▶ Provided text:
# A 19.6-Gbps CMOS Optical Receiver with Local Feedback IIR DFE

Alireza Sharif-Bakhtiar, Anthony Chan Carusone Department of Electrical and Computer Engineering University of Toronto, Canada

*Abstract*—This paper describes a low power optical receiver for discrete photodiodes. The receiver utilizes an input stage bandwidth of only 2GHz, affording high gain with low power consumption while limiting input-referred noise. The resulting ISI is eliminated and data recovered using an IIR DFE. The IIR DFE utilizes a local feedback to relax the timing criteria of the DFE loop. The 65-nm CMOS chip consumes 14.7 mW at 19.6Gbps.

### I. INTRODUCTION

By reducing the cost and power consumption of optical transceivers, optical links may replace copper in emerging high-volume wireline communication applications for highperformance computing and networking. Directly-modulated 850nm VCSEL-based links over multimode fiber and receivers utilizing discrete photodetectors offer the lowest cost optoelectronic components and optical packaging suitable for 20+Gb/s communication. However, lowering the receiver power consumption while maintaining adequate sensitivity above 10Gbps remains a challenge. Conventional optical receivers consist of a transimpedance amplifier (TIA) followed by a high-gain amplifier chain serving as a limiting amplifier [1], [2]. In such systems the overall bandwidth needs to be at least approximately 70% of the input bit-rate  $(f_{bit})$  to maintain signal integrity. As the data rate increases the power required to increase the front-end bandwidth without loosing gain or sensitivity becomes prohibitive.

▶ Recorded data:

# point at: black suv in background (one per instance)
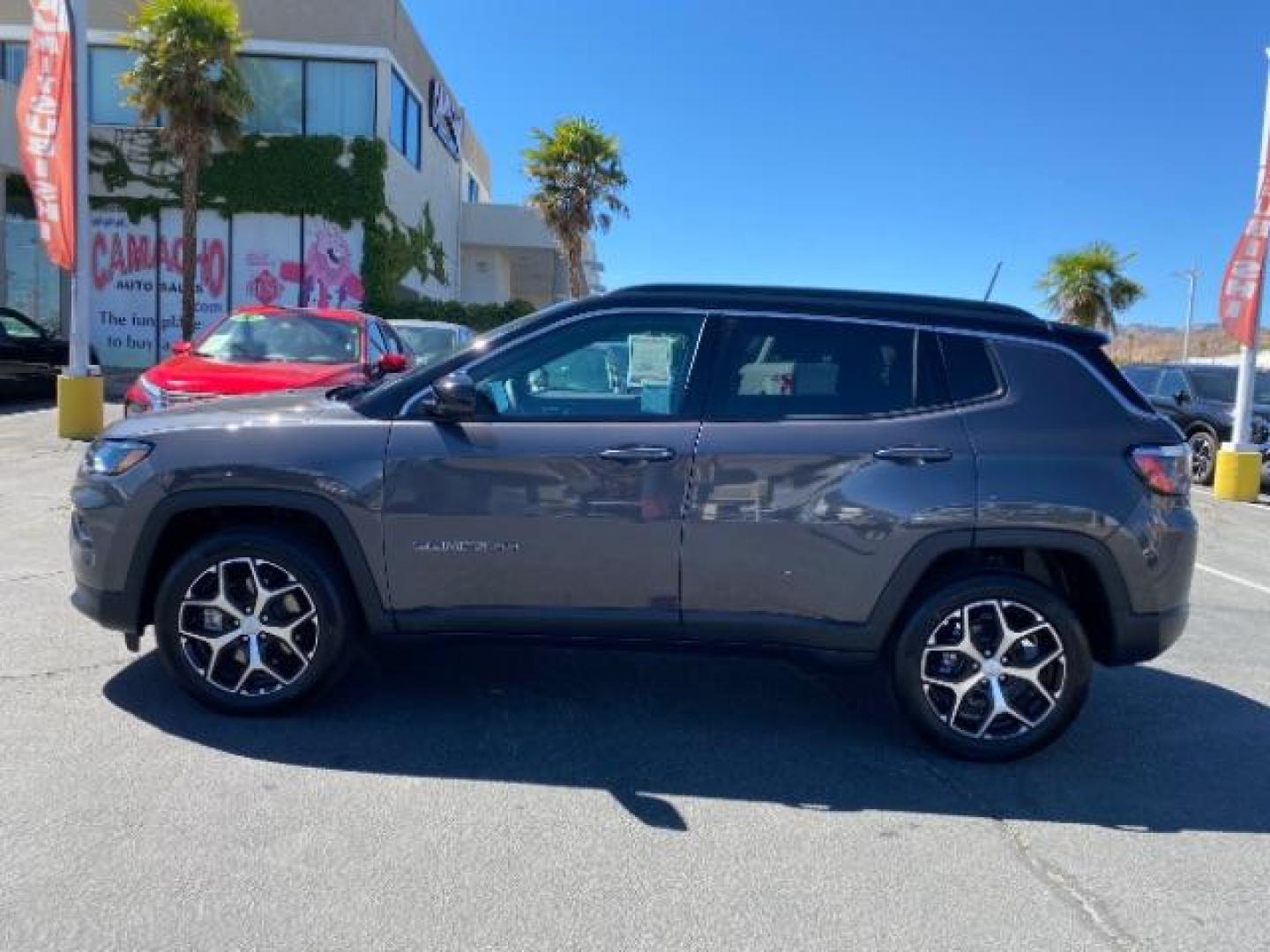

▶ Request 1: In the optical receiver paper, please swap "IIR DFE" for "IIR decision-feedback equalizer" and give the passage from "Alireza Sharif-Bakhtiar, Anthony" to "mW at 19.6Gbps.".
▶ Request 2: According to the optical receiver paper, how large must the overall bandwidth of a conventional optical receiver be compared with the input bit-rate?
▶ Request 3: Write what comes next in the optical receiver paper, picking up after its last sentence.

▶ Final answer 1:
Alireza Sharif-Bakhtiar, Anthony Chan Carusone Department of Electrical and Computer Engineering University of Toronto, Canada

*Abstract*—This paper describes a low power optical receiver for discrete photodiodes. The receiver utilizes an input stage bandwidth of only 2GHz, affording high gain with low power consumption while limiting input-referred noise. The resulting ISI is eliminated and data recovered using an IIR decision-feedback equalizer. The IIR decision-feedback equalizer utilizes a local feedback to relax the timing criteria of the DFE loop. The 65-nm CMOS chip consumes 14.7 mW at 19.6Gbps.

▶ Final answer 2: At least approximately 70% of the input bit-rate.

▶ Final answer 3:
Recently-reported energy-efficient optical receivers use alternative architectures to permit front-end bandwidths below  $0.2 f_{bit}$  while maintaining signal integrity. In [3], [4], a doublesampling technique was used to realize a 2-tap (Differentiating) FFE that equalizes the low bandwidth (integrating) front-end. Excellent energy efficiency is achieved, down to 0.17pJ/bit in [4]. However, this technique inherently introduces noise enhancement due to the use of a FFE. Moreover, [3] omits the RS latch that would be required to recover NRZ data and requires multiple clock phases whose generation is not accounted for in the reported power consumption, whereas the power consumption in [4] benefits from the combination of 28-nm CMOS technology and a silicon photonic photodiode at 1310nm with only 8fF capacitance ( $C_{PD}$ ).

Alternatively, optical receivers in [5], [6] equalize the bandwidth limitations of the receiver front-ends using a decision feedback equalizer (DFE). DFEs do not introduce noise enhancement. However, the required feedback loop timing limits the maximum data rate to 9Gb/s in 90-nm CMOS [6].

This work presents a bandwidth-limited TIA in combination with a novel implementation of a infinite impulse response (IIR) DFE. The DFE uses a local feedback to alleviate the feedback timing criteria of the DFE and increase its maximum operating speed to 19.6Gbps while consuming 0.18 pJ/b. The overall receiver consumes 0.75 pJ/b.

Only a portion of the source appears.